[Passage provided]
On one Christian radio program I listen to, the pastor did a “fly by” of the entire Bible so that listeners could get the panoramic view of Scripture. Not only do we need to see the particulars of an individual passage or its immediate context, his reasoning is, we also need to see how it fits in with the big picture.
No disagreement. But far better than listening to someone else sketch out the whole, in my view, is to read Scripture in its entirety and see the big picture for myself.
Hence I find myself reading in the book of Leviticus, that portion of Scripture I used to skip lest it defeat my entire journey through the Bible. The fact is, as I’ve put in various other pieces to the grand view of God’s revelation, without realizing it, I was laying the necessary framework to understand, at least in part, this book of Israelite laws for living in community as God’s chosen people.
[/Passage provided]
[Data shown]
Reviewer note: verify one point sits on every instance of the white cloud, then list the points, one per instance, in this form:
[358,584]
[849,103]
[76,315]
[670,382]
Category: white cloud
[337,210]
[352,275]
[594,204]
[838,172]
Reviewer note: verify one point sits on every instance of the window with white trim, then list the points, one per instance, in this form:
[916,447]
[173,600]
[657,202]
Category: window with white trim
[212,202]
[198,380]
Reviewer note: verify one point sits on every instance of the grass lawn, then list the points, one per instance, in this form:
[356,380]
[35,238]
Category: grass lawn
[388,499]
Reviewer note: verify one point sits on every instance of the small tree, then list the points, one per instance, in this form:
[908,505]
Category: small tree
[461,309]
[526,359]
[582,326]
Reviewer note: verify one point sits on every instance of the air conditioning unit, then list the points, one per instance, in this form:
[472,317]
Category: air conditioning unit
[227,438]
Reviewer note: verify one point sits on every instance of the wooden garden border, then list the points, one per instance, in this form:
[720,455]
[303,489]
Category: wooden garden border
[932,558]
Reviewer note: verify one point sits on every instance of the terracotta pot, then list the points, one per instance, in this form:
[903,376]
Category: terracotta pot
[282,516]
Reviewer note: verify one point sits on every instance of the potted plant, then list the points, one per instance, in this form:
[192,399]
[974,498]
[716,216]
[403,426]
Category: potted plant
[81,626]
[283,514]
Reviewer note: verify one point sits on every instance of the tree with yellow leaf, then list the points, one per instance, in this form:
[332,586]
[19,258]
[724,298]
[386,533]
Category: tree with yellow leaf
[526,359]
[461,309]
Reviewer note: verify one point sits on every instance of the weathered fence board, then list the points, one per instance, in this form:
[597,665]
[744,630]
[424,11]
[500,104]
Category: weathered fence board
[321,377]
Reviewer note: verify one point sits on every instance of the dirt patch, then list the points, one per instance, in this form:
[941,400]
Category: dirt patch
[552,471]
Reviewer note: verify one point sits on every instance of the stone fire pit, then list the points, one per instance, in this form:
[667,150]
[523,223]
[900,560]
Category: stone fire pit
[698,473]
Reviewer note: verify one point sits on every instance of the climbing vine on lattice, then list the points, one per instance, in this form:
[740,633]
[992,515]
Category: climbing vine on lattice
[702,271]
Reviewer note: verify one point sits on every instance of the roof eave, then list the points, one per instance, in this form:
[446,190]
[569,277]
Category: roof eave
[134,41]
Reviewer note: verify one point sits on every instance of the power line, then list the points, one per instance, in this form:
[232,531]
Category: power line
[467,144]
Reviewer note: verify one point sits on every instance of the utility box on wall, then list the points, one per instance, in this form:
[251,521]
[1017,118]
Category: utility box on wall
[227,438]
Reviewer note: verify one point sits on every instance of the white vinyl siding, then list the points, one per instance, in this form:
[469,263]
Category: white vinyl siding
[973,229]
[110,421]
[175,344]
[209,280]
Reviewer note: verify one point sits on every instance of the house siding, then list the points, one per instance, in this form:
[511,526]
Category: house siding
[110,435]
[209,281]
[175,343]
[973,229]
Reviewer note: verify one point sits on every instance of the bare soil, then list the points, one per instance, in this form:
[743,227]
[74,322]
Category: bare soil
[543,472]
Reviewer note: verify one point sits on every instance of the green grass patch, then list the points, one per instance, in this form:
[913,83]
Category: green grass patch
[/Data shown]
→ **Tasks and exercises**:
a – In the passage on reading Scripture, reproduce word for word the part that begins with the words containing "No disagreement. But" and ends with "picture for myself.".
b – According to the passage on reading Scripture, why did the pastor on the radio program do a "fly by" of the entire Bible? Answer in one to three sentences.
c – In the passage on reading Scripture, which book of the Bible is the writer reading?
You won't need the lines to do any of this.

→ **Problem solutions**:
a –
No disagreement. But far better than listening to someone else sketch out the whole, in my view, is to read Scripture in its entirety and see the big picture for myself.

b – He did it so listeners could get a panoramic view of Scripture. His reasoning is that we need to see the particulars of a passage and its immediate context, and also how it fits into the big picture.

c – The book of Leviticus.